EXCERPTED PASSAGE
#####

I didn’t take my health very seriously when I was young and I suspect my country didn’t either at the time.
I grew up in the 1990s and as long as I can remember, I ate a lot of fast food, dishes out of the microwave and drank soda by the liter. It was the norm. It was cheap and easy for our parents and we kids liked it. But we had no idea of the true negative effect eating that way would have on our health.
The times are healthily a-changin’.
It would seem that way because 7.1 million people have signed up for Health Care through the now functional federal health care exchanges created by the Affordable Care Act.
That would be what some derisively refer to as “Obamacare.”
“Obamacare” is now responsible for the largest expansion of health care coverage in America in the nearly 50 years it’s been since President Lyndon Baines Johnson signed the implementation of Medicare into law.
It’s the 2010s now and finally, maybe the United States of America is beginning to take its health seriously.
I’ll be honest though, I still have some work to do. When it comes to junk food — I can provide a detailed explanation for why Wendy’s Baconator is better than Jack in the Box’s Bacon Insider. I’ll save that for a later article, but as you can read, I’ve never been fully able to shake the addiction to all those little wax paper-wrapped cholesterol treats the masses use as a food substitute.
My drug dealers are Ronald McDonald, Colonel Sanders and Carl’s Jr.
But, as I get older and wiser, I see more and more that I have to think about the consequences of eating reheated junk someone handed to me in a bag from a window behind a store. Every empty calorie I ingest is a disinvestment in my future — every poor health choice I make is time I’m potentially robbing myself of.
Time with my wife. The kids we’ll have some day. All of our friends and family.

#####

WORK REQUEST
In the essay on health and fast food, how many people signed up for health care through the federal exchanges created by the Affordable Care Act?

Referring expression pointing data
#####

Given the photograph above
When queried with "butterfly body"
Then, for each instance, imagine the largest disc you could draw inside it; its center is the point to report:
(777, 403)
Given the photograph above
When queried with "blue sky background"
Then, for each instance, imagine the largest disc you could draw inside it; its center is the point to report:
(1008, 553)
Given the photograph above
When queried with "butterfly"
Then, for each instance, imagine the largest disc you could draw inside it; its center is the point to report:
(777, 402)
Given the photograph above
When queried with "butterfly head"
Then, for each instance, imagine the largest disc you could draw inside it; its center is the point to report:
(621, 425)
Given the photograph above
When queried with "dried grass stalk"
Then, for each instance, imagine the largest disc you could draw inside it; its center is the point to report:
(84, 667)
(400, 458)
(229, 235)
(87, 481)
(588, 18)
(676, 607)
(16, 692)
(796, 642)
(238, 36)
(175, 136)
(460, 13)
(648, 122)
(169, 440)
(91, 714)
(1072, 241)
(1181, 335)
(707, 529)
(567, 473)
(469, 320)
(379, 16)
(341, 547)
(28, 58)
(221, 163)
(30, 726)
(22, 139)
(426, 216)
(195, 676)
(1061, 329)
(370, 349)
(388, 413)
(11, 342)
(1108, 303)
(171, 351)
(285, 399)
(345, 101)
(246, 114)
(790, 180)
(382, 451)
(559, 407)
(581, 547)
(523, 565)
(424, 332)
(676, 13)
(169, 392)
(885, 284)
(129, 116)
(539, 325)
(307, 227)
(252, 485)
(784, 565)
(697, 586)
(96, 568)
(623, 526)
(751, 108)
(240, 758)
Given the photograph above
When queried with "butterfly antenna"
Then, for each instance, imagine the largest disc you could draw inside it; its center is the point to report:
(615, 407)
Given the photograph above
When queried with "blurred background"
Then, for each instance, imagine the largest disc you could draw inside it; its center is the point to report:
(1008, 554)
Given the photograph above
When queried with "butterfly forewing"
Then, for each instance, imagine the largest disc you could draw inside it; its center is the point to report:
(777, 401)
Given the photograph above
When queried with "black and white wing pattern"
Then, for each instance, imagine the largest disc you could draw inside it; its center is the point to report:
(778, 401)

#####

WRITTEN SOLUTION
7.1 million people.